# OpenWebUI Filters
_Mirrored at Github: https://github.com/ProjectMoon/open-webui-filters_
My collection of OpenWebUI Filters.
So far:
- **Memory Filter:** A basic narrative memory filter intended for
long-form storytelling/roleplaying scenarios. Intended as a proof
of concept/springboard for more advanced narrative memory.
- **GPU Scaling Filter:** Reduce number of GPU layers in use if Ollama
crashes due to running out of VRAM.
- **Output Sanitization Filter:** Remove words, phrases, or
characters from the start of model replies.
## Memory Filter
Super hacky, very basic automatic narrative memory filter for
OpenWebUI, that may or may not actually enhance narrative generation!
This is intended to be a springboard for a better, more comprehensive
filter that can coherently keep track(ish?) of plot and character
developments in long form story writing/roleplaying scenarios, where
context window length is limited (or ollama crashes on long context
length models despite having 40 GB of unused memory!).
### Configuration
The filter exposes two settings:
- **Summarization model:** This is the model used for extracting and
creating all of the narrative memory, and searching info. It must
be good at following instructions. I use Gemma 2.
- **It must be a base model.** If it's not, things will not work.
- If you don't set this, the filter will attempt to use the model
in the conversation. It must still be a base model.
- **Number of messages to retain:** Number of messages to retain for the
context. All messages before that are dropped in order to manage
context length.
Ideally, the summarization model is the same model you are using for
the storytelling. Otherwise you may have lots of model swap-outs.
The filter hooks in to OpenWebUI's RAG settings to generate embeddings
and query the vector database. The filter will use the same embedding
model and ChromaDB instance that's configured in the admin settings.
### Usage
Enable the filter on a model that you want to use to generate stories.
It is recommended, although not required, that this be the same model
as the summarizer model (above). If you have lots of VRAM or are very
patient, you can use different models.
User input is pre-processed to 'enrich' the narrative. Replies from
the language model are analyzed post-delivery to update the story's
knowlege repository.
★ ★ ★ ★ ★ ★ ★
Required actions:
(1) List the filters that the OpenWebUI filters page names in its "So far" list.
(2) Carry on writing the OpenWebUI filters page from where it stops.
The entries after this point aren't needed for anything here.
★ ★ ★ ★ ★ ★ ★
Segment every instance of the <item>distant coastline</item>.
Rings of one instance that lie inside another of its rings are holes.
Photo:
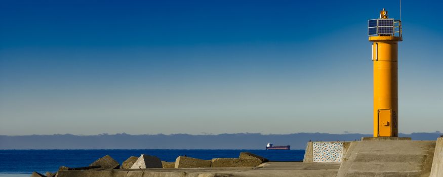
[[[441,133],[400,134],[413,140],[435,140]],[[292,149],[304,149],[311,141],[353,141],[372,135],[300,132],[286,135],[239,133],[192,135],[131,135],[125,133],[82,136],[0,136],[0,149],[264,149],[266,143],[291,145]]]

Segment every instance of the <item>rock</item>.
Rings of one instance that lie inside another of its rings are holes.
[[[203,160],[186,156],[180,156],[175,159],[176,168],[209,168],[211,160]]]
[[[240,153],[240,156],[238,158],[240,159],[258,159],[261,160],[262,162],[269,162],[269,160],[263,157],[248,152],[241,152]]]
[[[256,166],[262,163],[258,158],[240,159],[235,158],[216,158],[212,159],[212,167],[234,167]]]
[[[142,154],[134,163],[131,169],[162,168],[162,161],[158,157]]]
[[[135,163],[135,161],[137,161],[137,159],[138,159],[138,157],[136,156],[131,156],[126,159],[123,163],[122,163],[122,169],[130,169],[131,167],[134,165],[134,163]]]
[[[46,176],[34,171],[32,172],[32,174],[31,174],[31,177],[46,177]]]
[[[109,155],[106,155],[103,157],[100,158],[95,162],[92,162],[92,163],[89,165],[89,166],[98,165],[101,166],[101,167],[98,168],[94,168],[93,170],[112,169],[118,168],[120,167],[120,164]]]
[[[55,175],[56,174],[57,174],[56,172],[52,173],[52,172],[49,172],[49,171],[46,171],[46,174],[45,174],[46,175],[46,176],[48,177],[54,177],[54,176],[55,176]]]
[[[175,167],[175,162],[168,162],[162,161],[162,165],[163,166],[163,168],[174,168]]]

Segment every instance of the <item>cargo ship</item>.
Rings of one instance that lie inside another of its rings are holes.
[[[266,145],[266,150],[268,149],[279,149],[284,150],[289,150],[291,146],[273,146],[271,143],[268,143]]]

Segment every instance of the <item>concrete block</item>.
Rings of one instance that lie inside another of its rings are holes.
[[[104,169],[117,169],[120,167],[120,164],[118,163],[115,160],[114,160],[109,155],[106,155],[103,157],[100,158],[95,162],[92,162],[89,166],[101,166],[98,168],[94,168],[94,170],[100,170]]]
[[[34,171],[32,172],[32,174],[31,174],[31,177],[46,177],[46,176]]]
[[[435,142],[351,142],[337,176],[429,176]]]
[[[256,166],[262,162],[257,158],[240,159],[235,158],[216,158],[212,159],[212,167],[234,167],[240,166]]]
[[[58,177],[127,177],[128,171],[124,170],[64,170]]]
[[[174,168],[175,167],[175,162],[168,162],[162,161],[162,165],[163,166],[163,168]]]
[[[131,169],[162,168],[162,161],[158,157],[142,154],[134,163]]]
[[[69,168],[69,167],[68,167],[67,166],[60,166],[60,167],[58,168],[58,170],[59,171],[67,170],[68,168]]]
[[[437,139],[429,176],[443,176],[443,138],[438,138]]]
[[[126,159],[123,163],[122,163],[122,169],[130,169],[131,167],[135,163],[135,161],[138,159],[138,157],[136,156],[131,156]]]
[[[211,160],[180,156],[175,159],[176,168],[209,168]]]
[[[259,159],[262,161],[262,162],[269,162],[269,160],[268,159],[263,157],[262,156],[254,154],[250,152],[241,152],[240,153],[240,156],[238,156],[239,158],[240,159]]]
[[[312,159],[314,162],[341,162],[343,154],[343,143],[320,142],[312,143]]]
[[[411,137],[361,137],[361,141],[411,141]]]
[[[305,150],[305,156],[303,157],[303,162],[312,163],[313,161],[312,151],[312,142],[309,142],[306,143],[306,149]]]
[[[49,171],[46,171],[46,173],[45,174],[45,175],[46,175],[48,177],[54,177],[54,176],[55,176],[56,174],[57,174],[56,172],[52,173],[52,172],[49,172]]]

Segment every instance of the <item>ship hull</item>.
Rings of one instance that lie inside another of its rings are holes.
[[[290,150],[290,147],[291,147],[291,146],[278,146],[267,147],[266,150],[268,150],[268,149],[277,149],[277,150]]]

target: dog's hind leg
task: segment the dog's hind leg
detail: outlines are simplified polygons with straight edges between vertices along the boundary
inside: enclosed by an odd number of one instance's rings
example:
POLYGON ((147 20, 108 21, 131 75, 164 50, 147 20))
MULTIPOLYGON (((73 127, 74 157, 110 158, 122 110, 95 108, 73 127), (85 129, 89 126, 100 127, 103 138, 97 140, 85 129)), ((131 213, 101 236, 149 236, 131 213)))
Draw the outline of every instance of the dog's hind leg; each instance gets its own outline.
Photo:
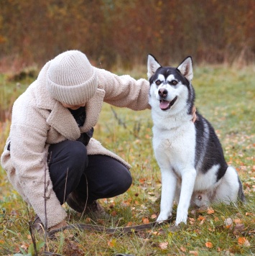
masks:
POLYGON ((161 180, 160 214, 157 221, 165 221, 172 216, 177 178, 170 168, 162 168, 161 180))
POLYGON ((238 196, 241 201, 244 201, 242 186, 236 170, 233 167, 228 166, 216 189, 213 201, 229 204, 231 202, 235 203, 238 196))
POLYGON ((175 225, 180 222, 187 223, 187 211, 193 193, 197 172, 195 169, 185 169, 182 170, 182 186, 179 204, 175 221, 175 225))

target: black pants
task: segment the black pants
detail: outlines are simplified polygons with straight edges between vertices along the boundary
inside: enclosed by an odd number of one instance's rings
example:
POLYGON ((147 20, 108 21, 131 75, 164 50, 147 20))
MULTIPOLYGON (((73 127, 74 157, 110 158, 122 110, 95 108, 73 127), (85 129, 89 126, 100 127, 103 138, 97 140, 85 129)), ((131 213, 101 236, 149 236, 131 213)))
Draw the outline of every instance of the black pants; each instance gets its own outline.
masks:
POLYGON ((48 165, 53 190, 61 204, 74 190, 84 200, 88 196, 90 204, 120 195, 132 183, 129 170, 121 163, 106 155, 88 155, 86 147, 78 141, 51 145, 48 165))

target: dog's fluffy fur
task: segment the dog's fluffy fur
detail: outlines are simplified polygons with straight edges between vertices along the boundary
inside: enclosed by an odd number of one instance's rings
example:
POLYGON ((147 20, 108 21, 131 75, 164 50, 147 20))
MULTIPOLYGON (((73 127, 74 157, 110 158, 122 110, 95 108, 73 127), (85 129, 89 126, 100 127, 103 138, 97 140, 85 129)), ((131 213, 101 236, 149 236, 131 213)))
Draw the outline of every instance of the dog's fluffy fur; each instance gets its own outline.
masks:
POLYGON ((187 221, 190 205, 244 201, 234 168, 228 166, 211 124, 196 112, 192 122, 195 91, 191 57, 177 68, 162 67, 148 56, 149 104, 154 126, 153 147, 162 173, 158 221, 172 216, 178 204, 176 225, 187 221))

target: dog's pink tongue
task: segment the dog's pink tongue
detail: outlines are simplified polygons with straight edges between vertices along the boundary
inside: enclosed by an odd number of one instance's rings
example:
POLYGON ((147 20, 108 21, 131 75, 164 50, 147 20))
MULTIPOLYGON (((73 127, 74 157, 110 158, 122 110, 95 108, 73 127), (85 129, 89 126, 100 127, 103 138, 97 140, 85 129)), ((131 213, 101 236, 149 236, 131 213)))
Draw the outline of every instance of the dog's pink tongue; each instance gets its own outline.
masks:
POLYGON ((159 104, 159 108, 161 109, 166 109, 168 108, 169 106, 169 104, 170 103, 169 101, 164 101, 164 99, 162 99, 161 101, 160 101, 160 104, 159 104))

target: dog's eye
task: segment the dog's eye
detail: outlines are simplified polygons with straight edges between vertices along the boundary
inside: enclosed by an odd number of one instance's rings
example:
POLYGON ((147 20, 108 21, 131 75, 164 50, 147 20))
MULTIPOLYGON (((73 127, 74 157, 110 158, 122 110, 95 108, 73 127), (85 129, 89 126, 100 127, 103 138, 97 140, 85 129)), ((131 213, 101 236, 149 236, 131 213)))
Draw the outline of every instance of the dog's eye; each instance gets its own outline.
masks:
POLYGON ((170 83, 171 86, 176 86, 178 83, 178 82, 176 80, 172 80, 170 83))

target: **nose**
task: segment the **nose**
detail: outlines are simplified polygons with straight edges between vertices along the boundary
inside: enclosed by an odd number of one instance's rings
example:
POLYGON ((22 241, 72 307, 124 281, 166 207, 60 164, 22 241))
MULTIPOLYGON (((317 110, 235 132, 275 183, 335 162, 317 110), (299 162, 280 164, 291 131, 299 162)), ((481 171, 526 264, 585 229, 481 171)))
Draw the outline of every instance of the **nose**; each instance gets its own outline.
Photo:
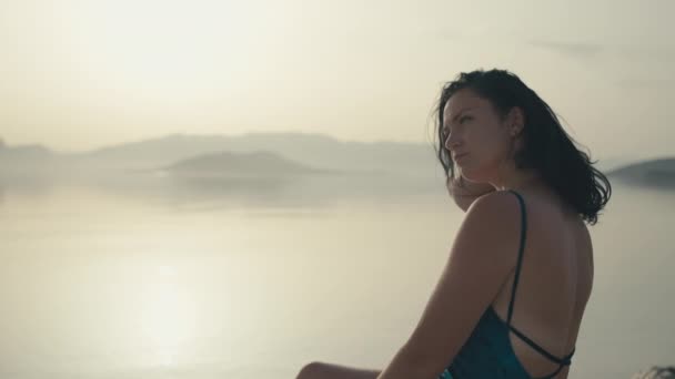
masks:
POLYGON ((445 139, 445 148, 450 150, 450 151, 454 151, 455 148, 457 148, 457 146, 460 145, 456 134, 452 134, 450 133, 450 135, 445 139))

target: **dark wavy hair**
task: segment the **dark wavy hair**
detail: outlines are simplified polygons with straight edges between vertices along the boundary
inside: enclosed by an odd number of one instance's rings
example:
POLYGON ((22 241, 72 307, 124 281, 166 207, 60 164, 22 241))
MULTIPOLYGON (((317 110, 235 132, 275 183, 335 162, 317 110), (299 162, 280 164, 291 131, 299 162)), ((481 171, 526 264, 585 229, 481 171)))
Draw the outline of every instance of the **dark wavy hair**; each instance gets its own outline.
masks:
POLYGON ((444 146, 443 110, 457 91, 471 89, 490 101, 504 117, 517 106, 523 111, 523 147, 515 152, 517 168, 534 168, 568 205, 591 224, 597 223, 601 209, 609 201, 612 186, 588 154, 580 151, 576 142, 563 130, 557 116, 534 91, 515 74, 505 70, 476 70, 462 72, 445 83, 434 113, 436 153, 447 180, 455 178, 455 167, 450 151, 444 146))

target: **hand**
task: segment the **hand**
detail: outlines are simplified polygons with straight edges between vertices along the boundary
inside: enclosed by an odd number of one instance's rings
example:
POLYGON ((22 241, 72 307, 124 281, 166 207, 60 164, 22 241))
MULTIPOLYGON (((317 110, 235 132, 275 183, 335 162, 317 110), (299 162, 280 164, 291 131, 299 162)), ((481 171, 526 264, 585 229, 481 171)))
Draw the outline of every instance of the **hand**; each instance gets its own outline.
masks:
POLYGON ((464 212, 476 198, 495 191, 491 184, 470 182, 462 174, 456 178, 449 177, 445 184, 450 196, 464 212))

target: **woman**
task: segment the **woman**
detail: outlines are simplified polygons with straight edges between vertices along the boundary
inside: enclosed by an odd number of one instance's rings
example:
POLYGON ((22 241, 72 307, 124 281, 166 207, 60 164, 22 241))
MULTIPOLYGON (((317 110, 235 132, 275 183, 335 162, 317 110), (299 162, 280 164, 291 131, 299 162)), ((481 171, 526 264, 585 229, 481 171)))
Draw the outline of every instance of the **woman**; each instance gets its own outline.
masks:
POLYGON ((310 363, 300 379, 566 378, 593 285, 607 178, 507 71, 441 93, 439 160, 466 212, 411 337, 382 370, 310 363))

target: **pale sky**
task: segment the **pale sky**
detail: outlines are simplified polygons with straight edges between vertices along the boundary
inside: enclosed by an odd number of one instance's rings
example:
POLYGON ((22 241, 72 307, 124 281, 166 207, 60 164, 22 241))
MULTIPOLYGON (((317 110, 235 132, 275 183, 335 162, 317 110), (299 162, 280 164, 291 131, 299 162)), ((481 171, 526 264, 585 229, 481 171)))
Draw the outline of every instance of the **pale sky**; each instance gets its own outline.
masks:
POLYGON ((675 154, 675 1, 0 0, 0 137, 427 142, 443 82, 508 69, 593 156, 675 154))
★ ★ ★ ★ ★ ★ ★
Outputs in order:
(1) Memory Filter, GPU Scaling Filter, Output Sanitization Filter

(2)
You will see status indicators on LLM messages indicating what the
filter is doing.
Do not reply while the model is updating its knowledge base or funny
things might happen.
### Function
What does it do?
- When receiving user input, generate search queries for vector DB
based on user input + last model response.
- Search vector DB for theoretically relevant character and plot
information.
- Ask model to summarize results into coherent and more relevant
stuff.
- Inject results as contextual info for the model.
- After receiving model narrative reply, generate character and plot
info and stick them into the vector DB.
### Limitations and Known Issues
What does it not do?
- Handle conversational branching/regeneration. In fact, this will
pollute the knowledgebase with extra information!
- Bouncing around some ideas to fix this. Basically requires
building a "canonical" branching story path in the database?
- Proper context "chapter" summarization (planned to change).
- ~~Work properly when switching conversations due to OpenWebUI
limitations. The chat ID is not available on incoming requests for
some reason, so a janky workaround is used when processing LLM
responses.~~ Fixed! (but still in a very hacky way)
- Clear out information of old conversations or expire irrelevant
data.
Other things to do or improve:
- Set a minimum search score, to prevent useless stuff from coming up.
- Figure out how to expire or update information about characters and
events, instead of dumping it all into the vector DB.
- Improve multi-user handling. Should technically sort of work due to
messages having UUIDs, but is a bit messy. Only one collection is
used, so multiple users = concurrency issues?
- Block user input while updating the knowledgebase.
## GPU Scaling Filter
This is a simple filter that reduces the number of GPU layers in use
by Ollama when it detects that Ollama has crashed (via empty response
coming in to OpenWebUI). Right now, the logic is very basic, just
using static numbers to reduce GPU layer counts. It doesn't take into
account the number of layers in models or dynamically monitor VRAM
use.
There are three settings:
- **Initial Reduction:** Number of layers to immediately set when an
Ollama crash is detected. Defaults to 20.
- **Scaling Step:** Number of layers to reduce by on subsequent crashes
(down to a minimum of 0, i.e. 100% CPU inference). Defaults to 5.
- **Show Status:** Whether or not to inform the user that the
conversation is running slower due to GPU layer downscaling.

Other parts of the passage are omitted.